### [WHAT THE TASK REQUIRES]
Looking through the records that follow, determine how many lines contain "hair" and reply with that number alone.

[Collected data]
════════

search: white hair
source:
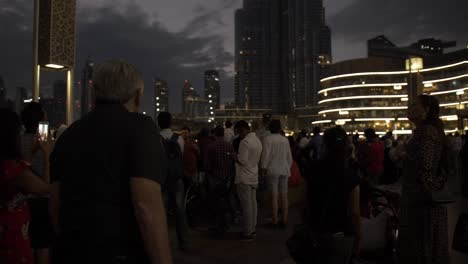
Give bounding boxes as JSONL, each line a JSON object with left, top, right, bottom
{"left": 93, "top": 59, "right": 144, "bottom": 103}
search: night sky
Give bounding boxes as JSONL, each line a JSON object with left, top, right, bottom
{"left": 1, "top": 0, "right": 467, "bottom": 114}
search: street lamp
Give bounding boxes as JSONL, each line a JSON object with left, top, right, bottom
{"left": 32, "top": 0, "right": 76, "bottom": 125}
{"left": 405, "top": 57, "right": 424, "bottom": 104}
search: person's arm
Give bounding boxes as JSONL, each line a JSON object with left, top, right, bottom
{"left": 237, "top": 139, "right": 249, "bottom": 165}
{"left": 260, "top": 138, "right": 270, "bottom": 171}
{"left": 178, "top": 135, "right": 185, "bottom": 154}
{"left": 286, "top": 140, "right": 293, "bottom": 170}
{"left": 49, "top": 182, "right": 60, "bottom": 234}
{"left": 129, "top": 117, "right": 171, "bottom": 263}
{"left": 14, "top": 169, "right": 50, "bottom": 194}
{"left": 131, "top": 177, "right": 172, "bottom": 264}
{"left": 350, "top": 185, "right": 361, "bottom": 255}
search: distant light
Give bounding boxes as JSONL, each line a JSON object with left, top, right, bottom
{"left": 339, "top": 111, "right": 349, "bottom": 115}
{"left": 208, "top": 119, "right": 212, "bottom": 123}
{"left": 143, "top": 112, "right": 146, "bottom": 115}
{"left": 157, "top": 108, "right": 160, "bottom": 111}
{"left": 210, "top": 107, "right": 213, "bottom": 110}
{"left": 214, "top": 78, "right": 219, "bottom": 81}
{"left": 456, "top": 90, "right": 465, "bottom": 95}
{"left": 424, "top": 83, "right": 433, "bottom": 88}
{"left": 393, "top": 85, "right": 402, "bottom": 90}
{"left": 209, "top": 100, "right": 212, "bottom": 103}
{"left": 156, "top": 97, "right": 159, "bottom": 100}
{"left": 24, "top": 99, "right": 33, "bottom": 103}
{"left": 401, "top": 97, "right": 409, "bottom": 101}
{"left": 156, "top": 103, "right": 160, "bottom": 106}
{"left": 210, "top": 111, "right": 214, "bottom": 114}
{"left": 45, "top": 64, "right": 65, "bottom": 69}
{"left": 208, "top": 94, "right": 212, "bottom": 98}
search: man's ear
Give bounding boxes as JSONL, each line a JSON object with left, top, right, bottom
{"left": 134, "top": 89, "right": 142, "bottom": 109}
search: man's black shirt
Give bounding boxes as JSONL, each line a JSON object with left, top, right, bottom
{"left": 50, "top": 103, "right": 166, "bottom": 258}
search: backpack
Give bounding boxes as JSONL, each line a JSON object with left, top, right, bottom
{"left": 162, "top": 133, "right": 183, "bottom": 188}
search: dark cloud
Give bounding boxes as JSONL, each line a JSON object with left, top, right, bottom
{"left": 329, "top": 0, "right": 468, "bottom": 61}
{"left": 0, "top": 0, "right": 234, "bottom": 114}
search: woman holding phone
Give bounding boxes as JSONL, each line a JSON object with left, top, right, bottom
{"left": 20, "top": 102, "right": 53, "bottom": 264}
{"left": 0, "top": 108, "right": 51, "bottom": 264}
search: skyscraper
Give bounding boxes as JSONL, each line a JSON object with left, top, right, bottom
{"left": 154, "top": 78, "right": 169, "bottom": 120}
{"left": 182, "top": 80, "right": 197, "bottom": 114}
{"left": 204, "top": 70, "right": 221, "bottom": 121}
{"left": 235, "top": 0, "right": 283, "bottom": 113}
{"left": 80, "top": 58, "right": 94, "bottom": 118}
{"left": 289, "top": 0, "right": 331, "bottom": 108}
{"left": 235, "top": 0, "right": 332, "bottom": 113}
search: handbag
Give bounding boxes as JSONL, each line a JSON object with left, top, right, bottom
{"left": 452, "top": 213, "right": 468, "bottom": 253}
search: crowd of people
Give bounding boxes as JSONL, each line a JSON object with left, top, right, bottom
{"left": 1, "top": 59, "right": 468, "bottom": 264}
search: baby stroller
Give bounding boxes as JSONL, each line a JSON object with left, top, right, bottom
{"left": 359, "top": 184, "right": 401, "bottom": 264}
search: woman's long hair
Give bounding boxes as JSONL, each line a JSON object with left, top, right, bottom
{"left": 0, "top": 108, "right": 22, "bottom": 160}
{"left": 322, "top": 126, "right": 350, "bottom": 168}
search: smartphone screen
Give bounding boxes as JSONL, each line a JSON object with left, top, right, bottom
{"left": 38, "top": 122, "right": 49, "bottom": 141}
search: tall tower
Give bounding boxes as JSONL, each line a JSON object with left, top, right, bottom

════════

### [YOUR SOLUTION]
2